_TASK TO CARRY OUT_
Can you return, unchanged, the lines in the records below from the one holding "of the arched" through the one holding "Target: arched transom window", inclusive?

##### DATA ENTRIES

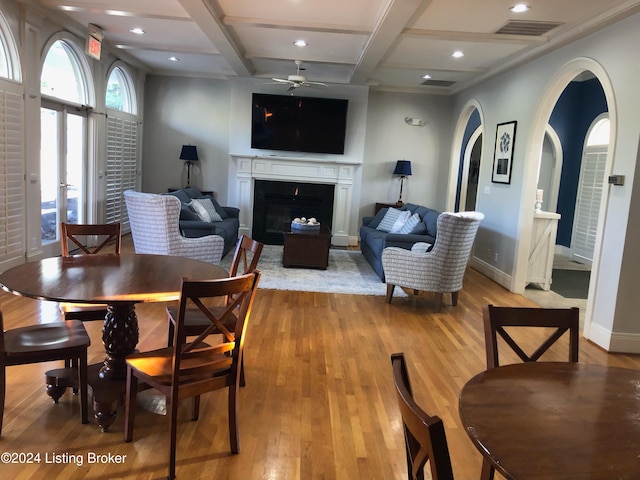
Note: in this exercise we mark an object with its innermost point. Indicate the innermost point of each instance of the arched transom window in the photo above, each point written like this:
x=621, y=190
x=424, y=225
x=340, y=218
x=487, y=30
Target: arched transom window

##########
##### DATA ENTRIES

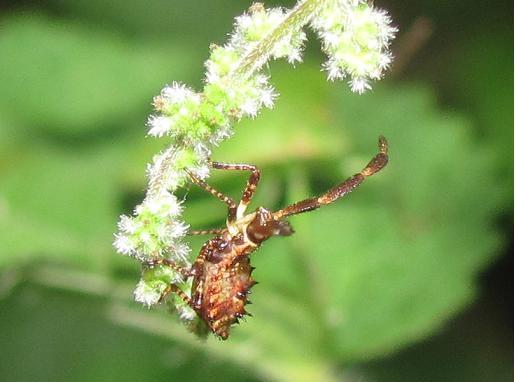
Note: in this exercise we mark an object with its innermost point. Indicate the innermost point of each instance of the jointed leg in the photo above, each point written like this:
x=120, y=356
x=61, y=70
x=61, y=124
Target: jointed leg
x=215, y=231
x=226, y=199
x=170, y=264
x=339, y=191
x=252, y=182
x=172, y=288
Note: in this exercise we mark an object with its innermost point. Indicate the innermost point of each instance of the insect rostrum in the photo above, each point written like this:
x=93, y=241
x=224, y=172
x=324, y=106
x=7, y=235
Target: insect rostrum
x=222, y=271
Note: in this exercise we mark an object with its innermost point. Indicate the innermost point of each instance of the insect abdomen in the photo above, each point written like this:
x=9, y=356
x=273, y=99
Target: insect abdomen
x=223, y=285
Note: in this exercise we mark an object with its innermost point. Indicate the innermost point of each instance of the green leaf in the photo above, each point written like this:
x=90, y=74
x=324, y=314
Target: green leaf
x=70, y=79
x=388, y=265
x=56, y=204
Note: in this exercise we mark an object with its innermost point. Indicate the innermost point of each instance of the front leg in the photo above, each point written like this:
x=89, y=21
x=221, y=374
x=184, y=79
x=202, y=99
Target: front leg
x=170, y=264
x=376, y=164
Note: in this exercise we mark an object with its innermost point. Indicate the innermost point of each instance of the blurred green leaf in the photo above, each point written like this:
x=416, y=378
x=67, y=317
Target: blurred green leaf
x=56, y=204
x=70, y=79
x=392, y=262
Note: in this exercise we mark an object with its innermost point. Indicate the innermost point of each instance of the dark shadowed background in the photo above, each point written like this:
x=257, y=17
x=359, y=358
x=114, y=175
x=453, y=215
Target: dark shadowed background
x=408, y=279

##########

_FULL ANSWER_
Note: in this exercise we mark an object with its innermost point. Indicate the innermost point of each instance of the arched transom window in the photo above, each point written like this:
x=621, y=190
x=424, y=225
x=340, y=218
x=487, y=30
Target: arched transom window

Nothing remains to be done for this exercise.